§ TEXT PASSAGE
────────────────────
Skip to content
New issue

Have a question about this project? Sign up for a free GitHub account to open an issue and contact its maintainers and the community.

By clicking “Sign up for GitHub”, you agree to our terms of service and privacy statement. We’ll occasionally send you account related emails.

Already on GitHub? Sign in to your account

How to use Pre-trained-BioGPT-Large model? #36

Open
knagamatsu opened this issue Feb 4, 2023 · 3 comments
Open

How to use Pre-trained-BioGPT-Large model? #36

knagamatsu opened this issue Feb 4, 2023 · 3 comments

Comments

@knagamatsu
Copy link

I was able to use Pre-trained BioGPT in accordance with the use case.
Could you give us an example code of using Pre-trained BioGPT-Large?

I tried this code.

import os
os.chdir('/home/******/BioGPT')`

import torch
from fairseq.models.transformer_lm import TransformerLanguageModel

m = TransformerLanguageModel.from_pretrained(
        "checkpoints/Pre-trained-BioGPT-Large", 
        "checkpoint.pt", 
        "data",
        tokenizer='moses', 
        bpe='biogpt-large-fastbpe', 
        bpe_codes="data/biogpt_large_bpecodes",
        min_len=100,
        max_len_b=1024)
m.cuda()
src_tokens = m.encode("COVID-19 is")
generate = m.generate([src_tokens], beam=5)[0]
output = m.decode(generate[0]["tokens"])
print(output)

And the result was bellow.

RuntimeError: Error(s) in loading state_dict for TransformerLanguageModel:
	size mismatch for decoder.embed_tokens.weight: copying a param with shape torch.Size([57717, 1600]) from checkpoint, the shape in current model is torch.Size([42384, 1600]).
	size mismatch for decoder.output_projection.weight: copying a param with shape torch.Size([57717, 1600]) from checkpoint, the shape in current model is torch.Size([42384, 1600]).

Thank you!
────────────────────
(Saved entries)
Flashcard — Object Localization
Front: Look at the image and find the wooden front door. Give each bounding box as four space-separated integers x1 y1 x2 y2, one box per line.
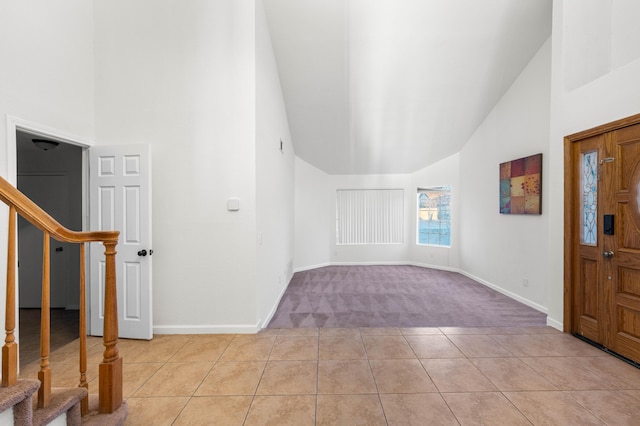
565 116 640 362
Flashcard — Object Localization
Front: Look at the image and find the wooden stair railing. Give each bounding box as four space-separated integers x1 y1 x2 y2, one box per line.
0 177 123 415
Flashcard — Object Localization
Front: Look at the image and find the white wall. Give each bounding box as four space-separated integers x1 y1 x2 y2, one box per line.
0 0 94 364
256 0 295 326
547 0 640 324
460 40 562 310
293 157 328 271
95 0 257 333
408 154 461 270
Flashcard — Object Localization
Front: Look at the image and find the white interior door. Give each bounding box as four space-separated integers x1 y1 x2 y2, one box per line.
89 145 153 339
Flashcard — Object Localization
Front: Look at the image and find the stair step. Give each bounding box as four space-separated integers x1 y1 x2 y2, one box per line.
82 394 129 426
33 387 87 426
0 379 40 425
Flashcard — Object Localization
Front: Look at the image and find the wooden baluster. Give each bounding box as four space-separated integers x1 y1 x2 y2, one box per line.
79 243 89 416
99 241 122 413
2 206 18 387
38 232 51 408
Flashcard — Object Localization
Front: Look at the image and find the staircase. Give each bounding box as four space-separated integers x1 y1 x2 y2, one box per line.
0 177 127 426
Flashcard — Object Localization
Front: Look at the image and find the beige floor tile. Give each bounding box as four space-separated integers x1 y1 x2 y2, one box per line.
442 392 532 426
118 335 193 363
360 327 402 336
269 336 318 361
244 395 316 426
124 397 189 426
400 327 442 336
195 361 266 396
405 335 464 358
522 357 616 390
133 362 213 397
173 396 253 426
122 362 163 398
471 358 557 391
421 358 497 392
380 393 458 426
504 391 603 426
316 395 387 426
448 334 511 358
256 361 318 395
318 360 377 394
581 356 640 389
169 335 233 362
493 334 561 357
318 333 367 359
220 336 276 361
369 359 437 393
519 325 562 334
625 389 640 404
475 327 522 335
568 391 640 425
439 327 485 335
278 328 320 336
320 328 360 337
362 336 416 359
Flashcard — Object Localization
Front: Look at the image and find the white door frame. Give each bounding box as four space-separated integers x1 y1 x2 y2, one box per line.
6 114 95 356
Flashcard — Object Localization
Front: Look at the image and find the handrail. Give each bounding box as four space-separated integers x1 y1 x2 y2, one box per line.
0 177 123 414
0 177 120 243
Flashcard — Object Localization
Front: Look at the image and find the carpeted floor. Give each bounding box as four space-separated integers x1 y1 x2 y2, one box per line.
268 266 546 328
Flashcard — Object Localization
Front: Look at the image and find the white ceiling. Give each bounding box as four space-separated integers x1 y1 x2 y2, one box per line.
264 0 552 174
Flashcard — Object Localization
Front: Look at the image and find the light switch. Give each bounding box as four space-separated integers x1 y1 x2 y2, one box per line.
227 198 240 212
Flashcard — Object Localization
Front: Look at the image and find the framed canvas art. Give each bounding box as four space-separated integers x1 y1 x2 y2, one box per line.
500 154 542 215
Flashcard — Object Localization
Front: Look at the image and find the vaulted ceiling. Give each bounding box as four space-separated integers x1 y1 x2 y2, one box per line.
264 0 552 174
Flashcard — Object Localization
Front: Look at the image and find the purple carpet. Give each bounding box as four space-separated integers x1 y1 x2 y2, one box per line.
268 266 546 328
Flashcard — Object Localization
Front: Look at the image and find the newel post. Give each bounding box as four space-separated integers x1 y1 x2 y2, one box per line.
99 241 122 413
2 206 18 387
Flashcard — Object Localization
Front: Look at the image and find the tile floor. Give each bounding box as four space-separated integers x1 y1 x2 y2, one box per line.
17 327 640 426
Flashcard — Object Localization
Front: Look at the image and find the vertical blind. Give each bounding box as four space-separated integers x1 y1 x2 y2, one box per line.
336 189 404 245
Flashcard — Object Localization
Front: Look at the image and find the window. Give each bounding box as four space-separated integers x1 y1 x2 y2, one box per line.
336 189 404 245
417 186 451 247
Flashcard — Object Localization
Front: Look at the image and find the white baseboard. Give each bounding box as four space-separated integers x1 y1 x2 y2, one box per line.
406 262 461 274
547 317 564 331
153 324 260 334
459 271 547 315
331 261 409 266
293 262 331 274
258 277 292 330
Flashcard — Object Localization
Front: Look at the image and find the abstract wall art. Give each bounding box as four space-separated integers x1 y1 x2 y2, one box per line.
500 154 542 215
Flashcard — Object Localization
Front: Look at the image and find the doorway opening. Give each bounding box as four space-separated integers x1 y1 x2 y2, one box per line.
564 114 640 363
16 129 84 366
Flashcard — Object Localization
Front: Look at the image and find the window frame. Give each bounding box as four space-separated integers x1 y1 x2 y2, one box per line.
415 185 452 248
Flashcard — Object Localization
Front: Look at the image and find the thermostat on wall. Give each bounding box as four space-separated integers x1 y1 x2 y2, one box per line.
227 198 240 212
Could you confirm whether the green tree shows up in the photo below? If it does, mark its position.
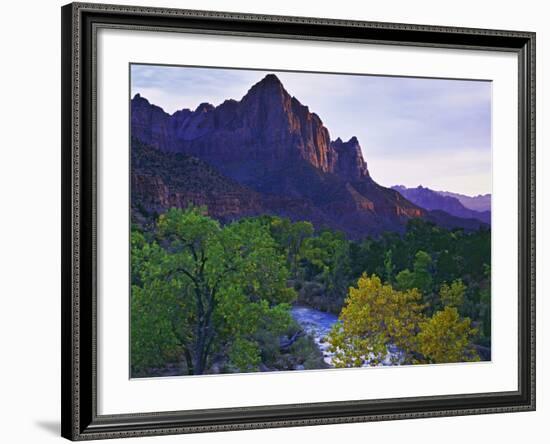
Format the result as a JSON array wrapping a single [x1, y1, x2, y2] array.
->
[[439, 279, 466, 308], [395, 250, 433, 295], [269, 217, 314, 275], [132, 208, 295, 374], [302, 229, 350, 293], [418, 307, 479, 363]]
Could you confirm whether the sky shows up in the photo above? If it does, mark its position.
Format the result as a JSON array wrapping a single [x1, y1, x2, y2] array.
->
[[131, 65, 492, 196]]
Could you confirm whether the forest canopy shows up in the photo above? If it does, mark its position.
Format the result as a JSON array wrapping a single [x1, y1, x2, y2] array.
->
[[131, 207, 491, 377]]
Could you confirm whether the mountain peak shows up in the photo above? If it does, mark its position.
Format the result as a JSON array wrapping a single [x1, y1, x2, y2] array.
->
[[247, 74, 290, 97], [259, 74, 283, 86], [195, 102, 215, 113]]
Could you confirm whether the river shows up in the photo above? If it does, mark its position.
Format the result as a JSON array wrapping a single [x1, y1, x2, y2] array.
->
[[291, 305, 402, 367], [291, 305, 338, 367]]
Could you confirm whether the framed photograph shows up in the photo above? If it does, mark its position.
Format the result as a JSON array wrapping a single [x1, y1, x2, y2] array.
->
[[61, 3, 535, 440]]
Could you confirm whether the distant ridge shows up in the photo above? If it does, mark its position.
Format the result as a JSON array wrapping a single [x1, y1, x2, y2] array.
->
[[392, 185, 491, 224], [437, 191, 491, 211], [131, 74, 490, 238]]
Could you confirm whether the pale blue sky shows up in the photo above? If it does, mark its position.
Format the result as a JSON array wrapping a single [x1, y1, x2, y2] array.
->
[[131, 65, 491, 195]]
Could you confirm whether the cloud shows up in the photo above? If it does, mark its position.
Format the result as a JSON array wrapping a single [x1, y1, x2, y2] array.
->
[[131, 65, 492, 194]]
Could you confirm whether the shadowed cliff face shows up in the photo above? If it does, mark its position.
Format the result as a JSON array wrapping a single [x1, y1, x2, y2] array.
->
[[132, 74, 374, 178], [131, 74, 486, 237]]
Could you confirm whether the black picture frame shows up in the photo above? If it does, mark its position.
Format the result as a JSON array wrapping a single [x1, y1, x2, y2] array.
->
[[61, 3, 535, 440]]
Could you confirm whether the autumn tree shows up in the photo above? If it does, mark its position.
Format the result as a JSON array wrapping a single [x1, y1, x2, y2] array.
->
[[328, 274, 479, 367], [328, 274, 423, 367]]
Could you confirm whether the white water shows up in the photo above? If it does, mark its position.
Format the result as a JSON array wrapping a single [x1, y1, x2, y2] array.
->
[[291, 305, 338, 367], [291, 305, 402, 367]]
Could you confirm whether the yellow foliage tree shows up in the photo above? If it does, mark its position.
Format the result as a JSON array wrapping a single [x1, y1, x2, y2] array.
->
[[417, 306, 479, 363], [328, 274, 423, 367], [328, 274, 479, 367]]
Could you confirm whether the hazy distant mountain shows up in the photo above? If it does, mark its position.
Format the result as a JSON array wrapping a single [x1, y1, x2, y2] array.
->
[[131, 74, 490, 237], [392, 185, 491, 224], [438, 191, 491, 211]]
────────────────────
§ TASKS TO COMPLETE
A) Print the part of the BioGPT-Large issue above, starting with "Skip to content" and going on through "and the community.".
B) Using the BioGPT-Large issue above, decide whether each statement agrees with it, answering yes or no and quoting the deciding words: (i) The issue was opened on Feb 4, 2023. (ii) The code generates output with a beam value of 10. (iii) According to the error, the parameter copied from the checkpoint has shape torch.Size([42384, 1600]).
C) In the BioGPT-Large issue above, what value does the code pass for bpe_codes?

§ RESPONSES IN ORDER
A)
Skip to content
New issue

Have a question about this project? Sign up for a free GitHub account to open an issue and contact its maintainers and the community.

B)
(i) Yes: "knagamatsu opened this issue Feb 4, 2023"
(ii) No: "beam=5"
(iii) No: "copying a param with shape torch.Size([57717, 1600]) from checkpoint"

C) "data/biogpt_large_bpecodes"